Exercise tasks:
1) In the patch discussion, substitute "fully serialized" for "strictly serialized" and give the passage between "1) any requests" and "is strictly serialized.", inclusive.
2) In the patch discussion, which function does the reply cite for requests allocated remotely?
3) Please carry on the patch discussion from the point where it ends.

Reading text:

***

Re: [PATCH 6/6] blk-mq: stop to allocate new requst and drain request before hctx becomes inactive

Ming Lei <ming.lei@xxxxxxxxxx> · Fri, 15 May 2020 13:20:10 +0800

On Thu, May 14, 2020 at 08:55:34PM -0700, Bart Van Assche wrote:
> On 2020-05-14 18:41, Ming Lei wrote:
> > +	/* Prevent new request from being allocated on the current hctx/cpu */
> > +	set_bit(BLK_MQ_S_INACTIVE, &hctx->state);
> 
> What guarantees that this change has been observed by all CPUs before
> the blk_mq_tags_has_request() loop finishes?

We don't need all CPUs to observe this INACTIVE flag, and just need
allocation from the current CPU to observe this flag.

The current CPU is the last online CPU of this hctx, so:

1) any requests which are allocated from this cpu will either be drained
by blk_mq_tags_has_request(), or allocated remotely, see blk_mq_get_request().

2) for any requests which are allocated from other offline CPUs of this
hctx, their tag bits have been committed to memory before that cpu offline,
so the current cpu(blk_mq_hctx_notify_offline) can observe their tags bit
reliably, also each cpu offline handling is strictly serialized.

> 
> > +	/*
> > +	 * Grab one refcount for avoiding scheduler switch, and
> > +	 * return immediately if queue has been frozen.
> > +	 */
> > +	if (!percpu_ref_tryget(&q->q_usage_counter))

***

Data excerpt:

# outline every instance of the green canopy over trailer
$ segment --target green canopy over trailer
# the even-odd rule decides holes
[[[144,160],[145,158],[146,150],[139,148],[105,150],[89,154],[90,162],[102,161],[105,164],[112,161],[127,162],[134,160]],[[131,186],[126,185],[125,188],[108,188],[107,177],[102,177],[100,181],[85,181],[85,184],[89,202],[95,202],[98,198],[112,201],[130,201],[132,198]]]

***

Exercise results:
1)
1) any requests which are allocated from this cpu will either be drained
by blk_mq_tags_has_request(), or allocated remotely, see blk_mq_get_request().

2) for any requests which are allocated from other offline CPUs of this
hctx, their tag bits have been committed to memory before that cpu offline,
so the current cpu(blk_mq_hctx_notify_offline) can observe their tags bit
reliably, also each cpu offline handling is fully serialized.

2) blk_mq_get_request()

3)
> > +		return 0;
> 
> If percpu_ref_tryget(&q->q_usage_counter) fails that means either that
> request queue freezing is in progress or that a request queue has been
> frozen. I don't think that it is safe to return immediately if request
> queue freezing is still in progress.

static inline bool percpu_ref_tryget(struct percpu_ref *ref)
{
        unsigned long __percpu *percpu_count;
        bool ret;

        rcu_read_lock();

        if (__ref_is_percpu(ref, &percpu_count)) {
                this_cpu_inc(*percpu_count);
                ret = true;
        } else {
                ret = atomic_long_inc_not_zero(&ref->count);
        }       

        rcu_read_unlock();

        return ret;
}

If percpu_ref_tryget returns false, that means the atomic refcount
has become zero, so the request queue has been frozen, and we are safe
to return. Or my understanding on atomic_long_inc_not_zero() is wrong? :-)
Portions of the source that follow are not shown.